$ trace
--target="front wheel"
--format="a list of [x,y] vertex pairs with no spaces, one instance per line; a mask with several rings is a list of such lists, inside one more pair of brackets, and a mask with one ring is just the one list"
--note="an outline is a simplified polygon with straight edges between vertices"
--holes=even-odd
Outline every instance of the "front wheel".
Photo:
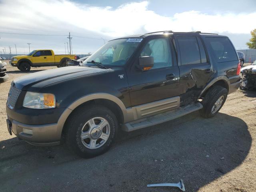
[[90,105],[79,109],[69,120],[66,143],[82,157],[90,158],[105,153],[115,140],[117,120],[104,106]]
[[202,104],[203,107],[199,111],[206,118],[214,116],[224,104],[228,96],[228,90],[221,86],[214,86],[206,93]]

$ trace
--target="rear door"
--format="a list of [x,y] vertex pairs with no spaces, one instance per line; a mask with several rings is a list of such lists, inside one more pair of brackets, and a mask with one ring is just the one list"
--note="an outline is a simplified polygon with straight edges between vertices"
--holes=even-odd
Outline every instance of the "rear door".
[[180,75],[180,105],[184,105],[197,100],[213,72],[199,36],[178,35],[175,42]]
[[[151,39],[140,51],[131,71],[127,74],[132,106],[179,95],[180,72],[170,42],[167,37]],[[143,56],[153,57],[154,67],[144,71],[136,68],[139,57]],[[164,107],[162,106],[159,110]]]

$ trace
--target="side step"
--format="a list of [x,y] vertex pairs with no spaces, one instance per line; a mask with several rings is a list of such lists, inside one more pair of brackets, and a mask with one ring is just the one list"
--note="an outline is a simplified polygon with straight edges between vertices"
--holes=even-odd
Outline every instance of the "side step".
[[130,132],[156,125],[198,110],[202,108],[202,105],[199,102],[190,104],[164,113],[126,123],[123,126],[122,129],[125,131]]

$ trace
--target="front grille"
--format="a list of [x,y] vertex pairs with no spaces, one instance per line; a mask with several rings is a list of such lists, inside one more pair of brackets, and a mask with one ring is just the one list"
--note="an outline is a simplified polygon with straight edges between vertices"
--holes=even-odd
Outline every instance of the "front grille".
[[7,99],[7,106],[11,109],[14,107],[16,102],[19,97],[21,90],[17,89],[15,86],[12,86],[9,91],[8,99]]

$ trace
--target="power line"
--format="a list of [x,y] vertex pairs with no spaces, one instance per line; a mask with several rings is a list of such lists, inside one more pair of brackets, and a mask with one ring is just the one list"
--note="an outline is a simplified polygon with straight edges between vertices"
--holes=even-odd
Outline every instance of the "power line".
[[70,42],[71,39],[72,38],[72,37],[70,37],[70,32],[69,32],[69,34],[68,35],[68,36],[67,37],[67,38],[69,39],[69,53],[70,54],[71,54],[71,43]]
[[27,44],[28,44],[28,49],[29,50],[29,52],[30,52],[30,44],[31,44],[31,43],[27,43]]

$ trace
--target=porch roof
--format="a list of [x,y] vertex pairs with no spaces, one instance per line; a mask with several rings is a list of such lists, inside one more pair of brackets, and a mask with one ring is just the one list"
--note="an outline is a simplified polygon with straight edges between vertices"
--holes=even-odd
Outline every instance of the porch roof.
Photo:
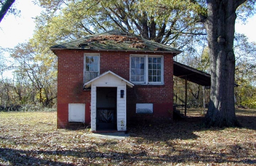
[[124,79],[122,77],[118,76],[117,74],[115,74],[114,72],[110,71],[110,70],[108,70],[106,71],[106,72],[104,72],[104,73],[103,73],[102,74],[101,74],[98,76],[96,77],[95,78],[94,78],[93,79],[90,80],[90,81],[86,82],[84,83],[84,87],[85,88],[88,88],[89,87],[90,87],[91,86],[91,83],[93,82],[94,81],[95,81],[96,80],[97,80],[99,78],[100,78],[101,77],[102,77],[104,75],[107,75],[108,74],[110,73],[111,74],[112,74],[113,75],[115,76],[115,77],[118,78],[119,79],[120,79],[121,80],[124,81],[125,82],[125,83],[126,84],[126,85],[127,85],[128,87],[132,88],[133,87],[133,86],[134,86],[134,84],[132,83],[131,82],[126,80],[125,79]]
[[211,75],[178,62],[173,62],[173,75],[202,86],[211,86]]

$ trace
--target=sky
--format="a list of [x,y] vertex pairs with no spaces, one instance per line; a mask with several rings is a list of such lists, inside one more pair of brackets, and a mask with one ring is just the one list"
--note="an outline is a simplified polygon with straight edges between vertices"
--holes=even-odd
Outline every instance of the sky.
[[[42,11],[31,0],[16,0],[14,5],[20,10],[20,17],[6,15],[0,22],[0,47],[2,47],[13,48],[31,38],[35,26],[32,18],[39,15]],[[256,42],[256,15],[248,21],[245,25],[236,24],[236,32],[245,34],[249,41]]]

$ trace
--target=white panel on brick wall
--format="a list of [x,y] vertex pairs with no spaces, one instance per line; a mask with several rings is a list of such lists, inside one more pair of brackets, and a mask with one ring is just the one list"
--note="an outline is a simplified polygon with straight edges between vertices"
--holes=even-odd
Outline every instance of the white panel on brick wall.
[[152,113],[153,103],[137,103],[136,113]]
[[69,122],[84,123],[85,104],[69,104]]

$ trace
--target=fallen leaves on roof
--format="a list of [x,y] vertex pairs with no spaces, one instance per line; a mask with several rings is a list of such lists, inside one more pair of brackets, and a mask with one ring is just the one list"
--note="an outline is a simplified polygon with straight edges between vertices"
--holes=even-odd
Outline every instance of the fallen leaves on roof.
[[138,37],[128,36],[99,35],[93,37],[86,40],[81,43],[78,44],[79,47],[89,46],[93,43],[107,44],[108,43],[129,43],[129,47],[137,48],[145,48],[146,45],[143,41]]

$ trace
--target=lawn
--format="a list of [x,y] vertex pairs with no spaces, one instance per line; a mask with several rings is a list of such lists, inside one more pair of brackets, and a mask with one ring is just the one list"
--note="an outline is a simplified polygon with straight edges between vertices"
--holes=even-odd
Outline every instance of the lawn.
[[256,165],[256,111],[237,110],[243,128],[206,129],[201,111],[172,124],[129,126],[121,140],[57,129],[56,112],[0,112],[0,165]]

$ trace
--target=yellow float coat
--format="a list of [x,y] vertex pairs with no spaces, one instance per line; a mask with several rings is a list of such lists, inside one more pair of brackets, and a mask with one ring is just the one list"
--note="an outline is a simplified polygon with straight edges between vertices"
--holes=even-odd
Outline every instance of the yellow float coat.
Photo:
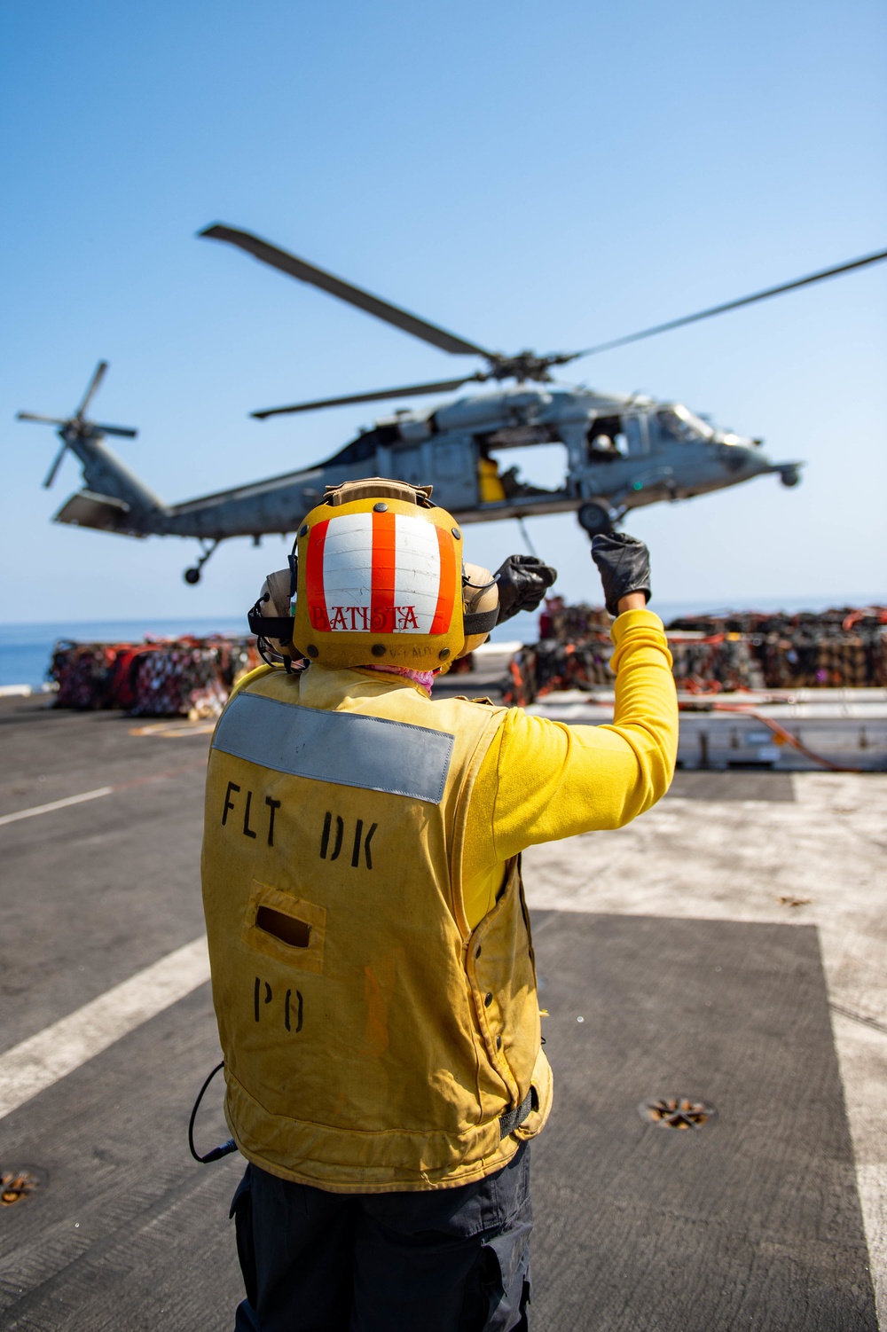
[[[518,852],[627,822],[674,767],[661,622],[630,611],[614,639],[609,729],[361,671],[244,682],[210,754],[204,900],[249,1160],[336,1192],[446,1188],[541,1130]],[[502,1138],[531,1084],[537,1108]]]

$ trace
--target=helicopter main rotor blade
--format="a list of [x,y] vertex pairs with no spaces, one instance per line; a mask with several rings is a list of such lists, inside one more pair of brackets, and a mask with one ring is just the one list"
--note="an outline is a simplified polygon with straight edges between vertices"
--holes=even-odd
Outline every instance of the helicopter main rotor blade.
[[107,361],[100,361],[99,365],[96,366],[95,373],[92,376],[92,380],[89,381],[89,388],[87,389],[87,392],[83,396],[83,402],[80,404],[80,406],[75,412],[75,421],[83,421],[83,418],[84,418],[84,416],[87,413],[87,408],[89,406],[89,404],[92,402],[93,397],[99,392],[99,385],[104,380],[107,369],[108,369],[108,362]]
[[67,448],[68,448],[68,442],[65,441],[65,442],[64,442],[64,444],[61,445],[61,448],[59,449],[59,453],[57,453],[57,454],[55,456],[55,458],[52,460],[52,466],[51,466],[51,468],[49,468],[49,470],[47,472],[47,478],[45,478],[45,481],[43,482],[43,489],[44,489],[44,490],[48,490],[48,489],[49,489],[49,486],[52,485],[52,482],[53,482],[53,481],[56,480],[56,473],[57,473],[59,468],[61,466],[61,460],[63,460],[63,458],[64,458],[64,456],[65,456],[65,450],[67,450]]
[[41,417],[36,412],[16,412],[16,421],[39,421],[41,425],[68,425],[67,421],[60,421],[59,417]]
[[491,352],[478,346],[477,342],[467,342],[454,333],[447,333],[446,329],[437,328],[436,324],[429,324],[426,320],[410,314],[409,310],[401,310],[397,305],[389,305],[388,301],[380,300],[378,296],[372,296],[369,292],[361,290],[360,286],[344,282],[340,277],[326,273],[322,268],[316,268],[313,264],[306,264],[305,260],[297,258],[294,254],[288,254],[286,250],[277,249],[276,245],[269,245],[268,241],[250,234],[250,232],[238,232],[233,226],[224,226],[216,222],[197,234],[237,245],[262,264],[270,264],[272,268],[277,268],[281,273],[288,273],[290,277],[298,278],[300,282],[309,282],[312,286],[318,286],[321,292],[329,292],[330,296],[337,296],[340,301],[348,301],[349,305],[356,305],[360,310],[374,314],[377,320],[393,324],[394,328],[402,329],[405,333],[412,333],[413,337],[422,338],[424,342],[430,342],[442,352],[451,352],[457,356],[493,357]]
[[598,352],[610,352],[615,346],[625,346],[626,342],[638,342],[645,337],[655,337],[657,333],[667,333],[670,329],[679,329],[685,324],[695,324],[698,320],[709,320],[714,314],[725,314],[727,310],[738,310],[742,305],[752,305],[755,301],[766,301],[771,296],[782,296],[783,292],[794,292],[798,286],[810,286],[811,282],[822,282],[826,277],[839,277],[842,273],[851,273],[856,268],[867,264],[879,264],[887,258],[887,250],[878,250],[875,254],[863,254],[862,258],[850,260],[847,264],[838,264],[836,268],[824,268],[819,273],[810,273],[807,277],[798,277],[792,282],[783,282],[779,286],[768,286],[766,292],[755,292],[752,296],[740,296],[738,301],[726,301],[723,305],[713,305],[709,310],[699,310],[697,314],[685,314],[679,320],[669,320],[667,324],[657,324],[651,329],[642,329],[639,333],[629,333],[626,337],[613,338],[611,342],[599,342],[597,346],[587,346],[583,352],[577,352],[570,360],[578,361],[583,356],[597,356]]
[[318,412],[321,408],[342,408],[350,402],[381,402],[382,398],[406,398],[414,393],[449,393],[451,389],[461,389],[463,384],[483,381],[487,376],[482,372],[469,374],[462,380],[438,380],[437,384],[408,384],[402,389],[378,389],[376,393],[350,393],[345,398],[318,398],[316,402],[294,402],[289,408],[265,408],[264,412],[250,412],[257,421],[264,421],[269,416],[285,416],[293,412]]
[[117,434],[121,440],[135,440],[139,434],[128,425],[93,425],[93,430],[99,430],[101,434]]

──────────────────────────────

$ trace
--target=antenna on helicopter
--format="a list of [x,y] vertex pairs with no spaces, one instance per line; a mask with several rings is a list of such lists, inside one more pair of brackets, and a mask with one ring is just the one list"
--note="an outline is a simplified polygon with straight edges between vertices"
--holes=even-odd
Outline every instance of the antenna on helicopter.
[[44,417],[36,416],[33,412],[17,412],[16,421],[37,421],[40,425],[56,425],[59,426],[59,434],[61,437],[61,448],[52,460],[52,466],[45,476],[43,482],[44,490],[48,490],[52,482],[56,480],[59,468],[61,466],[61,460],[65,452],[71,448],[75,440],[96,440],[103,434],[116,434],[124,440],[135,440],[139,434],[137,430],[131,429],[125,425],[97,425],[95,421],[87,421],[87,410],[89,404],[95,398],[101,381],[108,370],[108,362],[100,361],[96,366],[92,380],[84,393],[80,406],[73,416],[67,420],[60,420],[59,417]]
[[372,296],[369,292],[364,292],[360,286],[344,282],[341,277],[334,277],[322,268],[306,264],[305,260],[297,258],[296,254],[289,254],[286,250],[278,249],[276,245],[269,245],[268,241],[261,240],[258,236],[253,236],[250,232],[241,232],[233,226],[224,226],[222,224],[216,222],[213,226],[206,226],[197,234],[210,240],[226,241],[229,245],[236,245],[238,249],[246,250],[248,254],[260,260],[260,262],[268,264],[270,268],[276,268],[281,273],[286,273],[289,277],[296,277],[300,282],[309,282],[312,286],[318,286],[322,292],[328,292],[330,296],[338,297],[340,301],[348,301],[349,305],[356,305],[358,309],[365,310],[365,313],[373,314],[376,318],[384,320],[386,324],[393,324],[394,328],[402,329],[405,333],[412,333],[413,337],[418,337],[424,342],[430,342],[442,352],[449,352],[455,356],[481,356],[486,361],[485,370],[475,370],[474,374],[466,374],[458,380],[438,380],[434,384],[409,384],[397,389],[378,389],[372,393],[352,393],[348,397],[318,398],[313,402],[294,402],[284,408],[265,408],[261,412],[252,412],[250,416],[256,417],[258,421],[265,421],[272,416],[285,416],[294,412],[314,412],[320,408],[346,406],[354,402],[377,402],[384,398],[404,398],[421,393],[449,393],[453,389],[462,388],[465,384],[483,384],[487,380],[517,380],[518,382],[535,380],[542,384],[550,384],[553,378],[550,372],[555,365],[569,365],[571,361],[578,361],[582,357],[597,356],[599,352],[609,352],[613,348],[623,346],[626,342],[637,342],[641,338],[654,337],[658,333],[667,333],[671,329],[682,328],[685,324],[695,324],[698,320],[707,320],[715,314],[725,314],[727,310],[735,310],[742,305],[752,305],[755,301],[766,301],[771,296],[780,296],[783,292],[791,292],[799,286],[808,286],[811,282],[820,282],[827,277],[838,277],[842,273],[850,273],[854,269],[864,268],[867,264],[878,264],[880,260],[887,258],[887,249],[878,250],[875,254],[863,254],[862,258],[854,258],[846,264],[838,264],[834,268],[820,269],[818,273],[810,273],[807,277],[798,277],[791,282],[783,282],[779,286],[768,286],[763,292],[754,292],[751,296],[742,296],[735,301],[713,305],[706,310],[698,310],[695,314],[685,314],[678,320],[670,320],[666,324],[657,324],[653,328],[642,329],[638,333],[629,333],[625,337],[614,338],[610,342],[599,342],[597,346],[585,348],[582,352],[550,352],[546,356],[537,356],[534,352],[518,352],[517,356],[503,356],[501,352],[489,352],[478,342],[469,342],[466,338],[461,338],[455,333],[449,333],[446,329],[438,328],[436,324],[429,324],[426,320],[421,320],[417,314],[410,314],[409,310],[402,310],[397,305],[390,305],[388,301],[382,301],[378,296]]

──────────────────────────────

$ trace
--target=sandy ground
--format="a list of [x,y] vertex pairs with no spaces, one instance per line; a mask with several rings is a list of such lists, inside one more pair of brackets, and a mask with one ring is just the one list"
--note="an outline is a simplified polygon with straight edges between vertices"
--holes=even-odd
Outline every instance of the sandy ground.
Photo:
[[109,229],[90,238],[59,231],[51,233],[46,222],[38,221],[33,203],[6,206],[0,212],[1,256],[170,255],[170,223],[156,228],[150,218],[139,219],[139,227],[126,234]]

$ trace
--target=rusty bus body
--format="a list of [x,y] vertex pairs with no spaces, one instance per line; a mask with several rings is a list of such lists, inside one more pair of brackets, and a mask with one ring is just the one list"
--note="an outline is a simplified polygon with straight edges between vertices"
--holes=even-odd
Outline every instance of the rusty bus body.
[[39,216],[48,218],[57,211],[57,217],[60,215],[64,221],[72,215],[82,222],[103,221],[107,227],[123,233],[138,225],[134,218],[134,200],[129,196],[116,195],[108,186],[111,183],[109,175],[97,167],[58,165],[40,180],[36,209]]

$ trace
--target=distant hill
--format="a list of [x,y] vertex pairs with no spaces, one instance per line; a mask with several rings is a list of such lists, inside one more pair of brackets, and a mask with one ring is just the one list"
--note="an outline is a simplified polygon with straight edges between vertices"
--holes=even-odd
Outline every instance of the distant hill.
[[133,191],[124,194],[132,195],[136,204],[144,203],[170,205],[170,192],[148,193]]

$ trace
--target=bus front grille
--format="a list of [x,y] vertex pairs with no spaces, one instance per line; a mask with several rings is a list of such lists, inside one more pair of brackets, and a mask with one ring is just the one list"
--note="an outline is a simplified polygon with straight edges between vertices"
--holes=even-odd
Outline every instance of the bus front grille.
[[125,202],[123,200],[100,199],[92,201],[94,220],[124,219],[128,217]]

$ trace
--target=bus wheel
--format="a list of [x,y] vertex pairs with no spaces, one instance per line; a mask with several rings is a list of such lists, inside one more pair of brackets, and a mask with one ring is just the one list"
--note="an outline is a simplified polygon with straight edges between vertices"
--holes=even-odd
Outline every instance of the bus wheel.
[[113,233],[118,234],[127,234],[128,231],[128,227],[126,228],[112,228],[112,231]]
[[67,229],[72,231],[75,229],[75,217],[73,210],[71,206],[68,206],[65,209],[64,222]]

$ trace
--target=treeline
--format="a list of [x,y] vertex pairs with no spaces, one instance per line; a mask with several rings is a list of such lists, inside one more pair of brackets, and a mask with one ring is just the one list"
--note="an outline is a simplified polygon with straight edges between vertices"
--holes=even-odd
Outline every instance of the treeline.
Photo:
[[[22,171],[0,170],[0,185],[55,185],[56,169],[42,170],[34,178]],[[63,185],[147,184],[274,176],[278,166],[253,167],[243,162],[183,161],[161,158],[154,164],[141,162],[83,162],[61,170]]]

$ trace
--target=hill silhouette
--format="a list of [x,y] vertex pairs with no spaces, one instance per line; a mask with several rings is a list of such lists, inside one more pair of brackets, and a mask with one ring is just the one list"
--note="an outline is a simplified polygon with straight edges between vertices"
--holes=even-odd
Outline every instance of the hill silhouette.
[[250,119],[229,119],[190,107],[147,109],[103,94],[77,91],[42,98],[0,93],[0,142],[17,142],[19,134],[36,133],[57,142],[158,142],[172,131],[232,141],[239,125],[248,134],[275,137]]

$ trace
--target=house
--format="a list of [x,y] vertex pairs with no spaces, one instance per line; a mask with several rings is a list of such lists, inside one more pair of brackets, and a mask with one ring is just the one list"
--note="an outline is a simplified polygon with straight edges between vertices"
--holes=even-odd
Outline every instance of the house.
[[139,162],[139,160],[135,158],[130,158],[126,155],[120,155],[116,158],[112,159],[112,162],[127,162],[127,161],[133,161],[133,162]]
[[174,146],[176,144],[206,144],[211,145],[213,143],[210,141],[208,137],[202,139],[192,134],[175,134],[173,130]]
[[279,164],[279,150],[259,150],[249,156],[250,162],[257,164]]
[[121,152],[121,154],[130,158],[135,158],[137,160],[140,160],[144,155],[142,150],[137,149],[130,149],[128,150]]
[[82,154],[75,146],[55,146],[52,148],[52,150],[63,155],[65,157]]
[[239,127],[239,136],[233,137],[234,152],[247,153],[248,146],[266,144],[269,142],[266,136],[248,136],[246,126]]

──────────────────────────────

▸ EXERCISE PROMPT:
Gather every line above that contains the string "antenna" and copy each one out in full.

▸ FULL OUTPUT:
--target=antenna on helicopter
Outline every instance of the antenna on helicopter.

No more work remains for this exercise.